Lines of data
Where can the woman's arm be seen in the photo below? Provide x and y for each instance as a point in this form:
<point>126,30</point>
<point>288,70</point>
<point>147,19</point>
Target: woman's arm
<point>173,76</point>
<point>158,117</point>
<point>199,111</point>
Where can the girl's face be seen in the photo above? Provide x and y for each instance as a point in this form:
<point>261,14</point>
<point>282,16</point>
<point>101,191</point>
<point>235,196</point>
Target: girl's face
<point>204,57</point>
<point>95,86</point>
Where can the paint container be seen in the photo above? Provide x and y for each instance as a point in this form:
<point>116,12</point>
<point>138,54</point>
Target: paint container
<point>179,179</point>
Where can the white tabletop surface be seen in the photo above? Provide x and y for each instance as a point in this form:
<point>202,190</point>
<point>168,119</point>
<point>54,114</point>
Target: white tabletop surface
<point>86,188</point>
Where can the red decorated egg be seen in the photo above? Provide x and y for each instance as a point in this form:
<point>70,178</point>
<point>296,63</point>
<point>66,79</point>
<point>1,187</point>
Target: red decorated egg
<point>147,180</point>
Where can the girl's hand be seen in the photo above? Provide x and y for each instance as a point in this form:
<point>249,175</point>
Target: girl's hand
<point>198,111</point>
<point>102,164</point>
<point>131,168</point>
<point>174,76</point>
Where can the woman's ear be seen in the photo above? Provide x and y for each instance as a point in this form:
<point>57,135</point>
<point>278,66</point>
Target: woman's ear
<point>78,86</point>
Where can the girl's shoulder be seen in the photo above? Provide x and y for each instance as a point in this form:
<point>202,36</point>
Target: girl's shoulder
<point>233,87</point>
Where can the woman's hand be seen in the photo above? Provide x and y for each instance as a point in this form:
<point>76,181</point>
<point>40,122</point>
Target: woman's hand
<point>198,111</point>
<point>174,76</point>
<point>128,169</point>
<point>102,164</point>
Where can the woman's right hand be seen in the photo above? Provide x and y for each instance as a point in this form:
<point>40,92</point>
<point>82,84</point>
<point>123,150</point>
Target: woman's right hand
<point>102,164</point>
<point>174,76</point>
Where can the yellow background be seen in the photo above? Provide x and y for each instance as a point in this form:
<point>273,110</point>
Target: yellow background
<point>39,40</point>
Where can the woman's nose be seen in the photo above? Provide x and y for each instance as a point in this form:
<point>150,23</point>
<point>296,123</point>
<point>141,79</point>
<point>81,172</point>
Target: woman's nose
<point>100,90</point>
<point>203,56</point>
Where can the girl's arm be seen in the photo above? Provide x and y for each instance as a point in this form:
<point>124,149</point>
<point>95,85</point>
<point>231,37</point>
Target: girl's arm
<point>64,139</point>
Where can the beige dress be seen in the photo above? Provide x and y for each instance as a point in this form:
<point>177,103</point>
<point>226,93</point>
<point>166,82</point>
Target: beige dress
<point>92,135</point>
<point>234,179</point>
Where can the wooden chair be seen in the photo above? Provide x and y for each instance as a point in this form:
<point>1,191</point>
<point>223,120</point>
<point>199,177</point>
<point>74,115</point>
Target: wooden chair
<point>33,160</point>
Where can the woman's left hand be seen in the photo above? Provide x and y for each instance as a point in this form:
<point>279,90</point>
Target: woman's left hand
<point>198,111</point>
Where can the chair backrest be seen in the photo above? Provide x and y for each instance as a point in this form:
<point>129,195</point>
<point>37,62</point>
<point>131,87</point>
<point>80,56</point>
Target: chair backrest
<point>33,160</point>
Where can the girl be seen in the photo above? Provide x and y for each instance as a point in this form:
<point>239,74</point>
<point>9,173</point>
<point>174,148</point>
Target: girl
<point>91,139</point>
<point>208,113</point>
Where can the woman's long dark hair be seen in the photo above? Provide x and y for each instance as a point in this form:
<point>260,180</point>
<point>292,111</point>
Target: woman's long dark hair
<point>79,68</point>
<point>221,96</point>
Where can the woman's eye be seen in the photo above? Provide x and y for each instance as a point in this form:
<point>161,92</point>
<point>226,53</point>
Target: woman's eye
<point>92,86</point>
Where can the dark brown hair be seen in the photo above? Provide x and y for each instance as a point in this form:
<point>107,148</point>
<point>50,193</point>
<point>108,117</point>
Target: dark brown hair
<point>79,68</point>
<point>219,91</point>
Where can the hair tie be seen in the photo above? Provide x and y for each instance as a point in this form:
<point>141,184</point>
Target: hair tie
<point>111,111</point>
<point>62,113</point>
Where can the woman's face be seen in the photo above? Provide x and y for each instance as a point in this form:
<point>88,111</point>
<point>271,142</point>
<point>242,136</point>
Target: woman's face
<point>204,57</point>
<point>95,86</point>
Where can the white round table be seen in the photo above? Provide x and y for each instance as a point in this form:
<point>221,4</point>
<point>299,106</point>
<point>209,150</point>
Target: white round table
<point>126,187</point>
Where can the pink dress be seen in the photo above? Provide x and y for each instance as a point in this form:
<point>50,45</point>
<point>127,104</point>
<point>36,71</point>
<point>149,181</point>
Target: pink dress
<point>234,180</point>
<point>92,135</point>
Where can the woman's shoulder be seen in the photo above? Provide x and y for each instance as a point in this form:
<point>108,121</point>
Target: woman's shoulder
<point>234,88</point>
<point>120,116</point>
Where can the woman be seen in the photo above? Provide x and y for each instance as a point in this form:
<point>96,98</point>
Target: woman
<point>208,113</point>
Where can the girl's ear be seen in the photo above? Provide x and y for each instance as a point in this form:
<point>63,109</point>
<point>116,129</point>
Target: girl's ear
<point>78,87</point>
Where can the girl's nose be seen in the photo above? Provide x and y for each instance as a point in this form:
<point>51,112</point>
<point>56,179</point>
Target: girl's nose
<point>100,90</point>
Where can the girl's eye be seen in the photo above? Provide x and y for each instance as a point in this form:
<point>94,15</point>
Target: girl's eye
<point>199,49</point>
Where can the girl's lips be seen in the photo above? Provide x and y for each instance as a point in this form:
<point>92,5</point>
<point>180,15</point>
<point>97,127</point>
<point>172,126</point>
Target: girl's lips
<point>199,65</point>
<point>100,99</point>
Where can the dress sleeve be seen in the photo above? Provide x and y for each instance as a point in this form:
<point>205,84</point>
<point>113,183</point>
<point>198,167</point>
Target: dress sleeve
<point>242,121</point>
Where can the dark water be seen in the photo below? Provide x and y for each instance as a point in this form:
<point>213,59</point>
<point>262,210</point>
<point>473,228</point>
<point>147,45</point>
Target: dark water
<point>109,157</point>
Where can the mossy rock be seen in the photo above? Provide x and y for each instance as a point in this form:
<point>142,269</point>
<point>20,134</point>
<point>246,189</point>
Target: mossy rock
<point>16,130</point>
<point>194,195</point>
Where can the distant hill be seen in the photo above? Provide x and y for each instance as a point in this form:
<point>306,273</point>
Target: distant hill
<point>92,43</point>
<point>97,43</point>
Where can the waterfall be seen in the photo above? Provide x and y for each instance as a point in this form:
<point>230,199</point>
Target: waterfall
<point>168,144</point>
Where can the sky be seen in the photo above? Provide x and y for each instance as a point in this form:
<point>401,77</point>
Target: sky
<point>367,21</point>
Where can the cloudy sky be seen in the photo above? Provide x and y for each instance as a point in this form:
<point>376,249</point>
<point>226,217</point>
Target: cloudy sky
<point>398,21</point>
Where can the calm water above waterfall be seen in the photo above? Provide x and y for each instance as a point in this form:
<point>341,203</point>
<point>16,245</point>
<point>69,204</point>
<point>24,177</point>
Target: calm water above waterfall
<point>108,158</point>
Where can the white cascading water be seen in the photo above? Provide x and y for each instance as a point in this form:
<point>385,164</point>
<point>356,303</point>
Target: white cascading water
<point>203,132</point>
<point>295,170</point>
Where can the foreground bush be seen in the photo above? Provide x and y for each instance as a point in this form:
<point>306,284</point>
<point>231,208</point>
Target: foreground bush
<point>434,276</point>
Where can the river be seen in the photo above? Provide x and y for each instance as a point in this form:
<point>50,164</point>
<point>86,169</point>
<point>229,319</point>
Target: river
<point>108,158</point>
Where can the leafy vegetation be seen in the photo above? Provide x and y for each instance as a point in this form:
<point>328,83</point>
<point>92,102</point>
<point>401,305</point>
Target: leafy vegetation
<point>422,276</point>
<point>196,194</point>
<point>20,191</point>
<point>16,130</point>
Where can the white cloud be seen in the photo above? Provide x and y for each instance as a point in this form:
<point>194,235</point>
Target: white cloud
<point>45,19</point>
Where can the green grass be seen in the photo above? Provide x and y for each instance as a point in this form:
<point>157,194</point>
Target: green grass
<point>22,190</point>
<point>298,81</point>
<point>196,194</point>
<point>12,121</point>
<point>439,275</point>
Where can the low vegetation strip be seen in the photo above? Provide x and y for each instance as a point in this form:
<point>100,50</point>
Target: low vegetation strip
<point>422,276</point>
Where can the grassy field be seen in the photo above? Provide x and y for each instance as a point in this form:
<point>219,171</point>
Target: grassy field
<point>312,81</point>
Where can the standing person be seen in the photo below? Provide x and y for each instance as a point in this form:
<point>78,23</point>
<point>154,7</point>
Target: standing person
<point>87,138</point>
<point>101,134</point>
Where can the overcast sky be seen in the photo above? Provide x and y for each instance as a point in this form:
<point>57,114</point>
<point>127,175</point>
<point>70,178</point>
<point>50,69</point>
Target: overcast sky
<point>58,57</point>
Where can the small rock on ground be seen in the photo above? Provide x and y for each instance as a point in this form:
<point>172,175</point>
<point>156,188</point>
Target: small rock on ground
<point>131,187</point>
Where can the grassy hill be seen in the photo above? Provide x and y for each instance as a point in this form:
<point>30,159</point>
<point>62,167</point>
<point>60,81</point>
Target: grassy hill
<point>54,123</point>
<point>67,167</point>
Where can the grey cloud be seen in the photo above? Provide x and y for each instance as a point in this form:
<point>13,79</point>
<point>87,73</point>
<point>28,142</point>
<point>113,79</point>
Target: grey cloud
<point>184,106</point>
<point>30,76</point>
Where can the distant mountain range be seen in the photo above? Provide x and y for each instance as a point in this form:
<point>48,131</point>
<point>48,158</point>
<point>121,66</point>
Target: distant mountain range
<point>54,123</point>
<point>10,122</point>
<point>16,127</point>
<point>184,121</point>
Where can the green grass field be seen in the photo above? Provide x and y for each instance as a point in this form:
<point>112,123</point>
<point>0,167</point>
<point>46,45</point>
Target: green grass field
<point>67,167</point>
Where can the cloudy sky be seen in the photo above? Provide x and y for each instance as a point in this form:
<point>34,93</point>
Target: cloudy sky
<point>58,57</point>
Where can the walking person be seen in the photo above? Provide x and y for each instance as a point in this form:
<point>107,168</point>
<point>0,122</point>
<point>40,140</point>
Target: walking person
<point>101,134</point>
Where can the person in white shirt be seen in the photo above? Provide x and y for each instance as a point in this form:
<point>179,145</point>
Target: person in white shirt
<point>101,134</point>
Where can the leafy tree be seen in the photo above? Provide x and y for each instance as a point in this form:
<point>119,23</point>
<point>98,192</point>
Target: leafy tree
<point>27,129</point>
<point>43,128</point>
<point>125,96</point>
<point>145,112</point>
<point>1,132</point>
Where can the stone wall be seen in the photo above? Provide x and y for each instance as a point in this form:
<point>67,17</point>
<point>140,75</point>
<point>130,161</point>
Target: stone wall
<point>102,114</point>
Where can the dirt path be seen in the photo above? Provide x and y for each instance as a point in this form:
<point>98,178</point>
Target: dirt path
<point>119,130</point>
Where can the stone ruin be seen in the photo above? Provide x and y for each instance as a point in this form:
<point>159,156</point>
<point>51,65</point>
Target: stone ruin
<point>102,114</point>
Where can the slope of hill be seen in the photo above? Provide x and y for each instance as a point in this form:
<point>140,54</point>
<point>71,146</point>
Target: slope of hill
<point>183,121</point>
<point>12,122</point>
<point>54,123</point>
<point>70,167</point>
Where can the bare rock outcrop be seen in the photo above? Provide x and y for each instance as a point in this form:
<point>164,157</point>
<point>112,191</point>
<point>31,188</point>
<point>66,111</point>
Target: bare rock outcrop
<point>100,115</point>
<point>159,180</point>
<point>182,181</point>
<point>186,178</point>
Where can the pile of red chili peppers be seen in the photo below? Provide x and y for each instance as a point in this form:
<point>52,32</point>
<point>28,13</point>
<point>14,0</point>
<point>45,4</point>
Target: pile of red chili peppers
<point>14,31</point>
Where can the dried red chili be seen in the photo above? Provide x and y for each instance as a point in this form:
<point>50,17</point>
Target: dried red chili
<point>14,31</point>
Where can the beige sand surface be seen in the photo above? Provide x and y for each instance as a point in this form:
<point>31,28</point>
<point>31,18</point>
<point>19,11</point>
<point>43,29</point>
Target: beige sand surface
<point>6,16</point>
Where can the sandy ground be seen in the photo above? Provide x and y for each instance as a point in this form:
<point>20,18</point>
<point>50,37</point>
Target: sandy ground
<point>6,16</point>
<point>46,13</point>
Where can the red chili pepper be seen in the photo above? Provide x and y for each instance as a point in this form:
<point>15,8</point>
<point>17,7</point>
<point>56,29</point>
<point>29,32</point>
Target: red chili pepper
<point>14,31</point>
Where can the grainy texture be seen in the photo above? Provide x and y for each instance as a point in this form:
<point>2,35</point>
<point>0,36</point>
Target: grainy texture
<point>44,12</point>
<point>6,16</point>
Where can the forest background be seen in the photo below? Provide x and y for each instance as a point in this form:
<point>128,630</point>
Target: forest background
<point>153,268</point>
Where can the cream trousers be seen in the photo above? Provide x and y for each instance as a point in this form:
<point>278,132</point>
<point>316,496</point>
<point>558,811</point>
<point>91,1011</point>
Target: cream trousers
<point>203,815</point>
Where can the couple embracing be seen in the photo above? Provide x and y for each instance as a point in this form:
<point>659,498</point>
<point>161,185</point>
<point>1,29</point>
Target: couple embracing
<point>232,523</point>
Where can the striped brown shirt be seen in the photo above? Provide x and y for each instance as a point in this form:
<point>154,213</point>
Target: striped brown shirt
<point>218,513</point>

> SET EXERCISE
Return every line from the one holding "Where can the grainy" through the end of the data, exactly as it appears, with both ends kept and nothing else.

> SOLUTION FOR THIS TASK
Where can the grainy texture be seen in the photo above? Provide x and y for each instance as a point in this form:
<point>2,35</point>
<point>0,36</point>
Target: grainy texture
<point>44,12</point>
<point>6,16</point>
Where can the forest background be seen in the photo below? Provide x and y for each instance as a point in this form:
<point>128,630</point>
Target: forest background
<point>153,268</point>
Where can the cream trousers be seen in the photo above? Provide x and y for each instance as a point in this form:
<point>278,132</point>
<point>316,496</point>
<point>558,811</point>
<point>91,1011</point>
Target: cream trousers
<point>203,815</point>
Where can the couple embracing be seen in the photo above? Provide x and y for each instance as a point in this form:
<point>659,498</point>
<point>161,185</point>
<point>1,29</point>
Target: couple embracing
<point>232,523</point>
Where can the striped brown shirt be seen in the photo above? Provide x and y for each instance as a point in this form:
<point>154,213</point>
Target: striped brown shirt
<point>218,513</point>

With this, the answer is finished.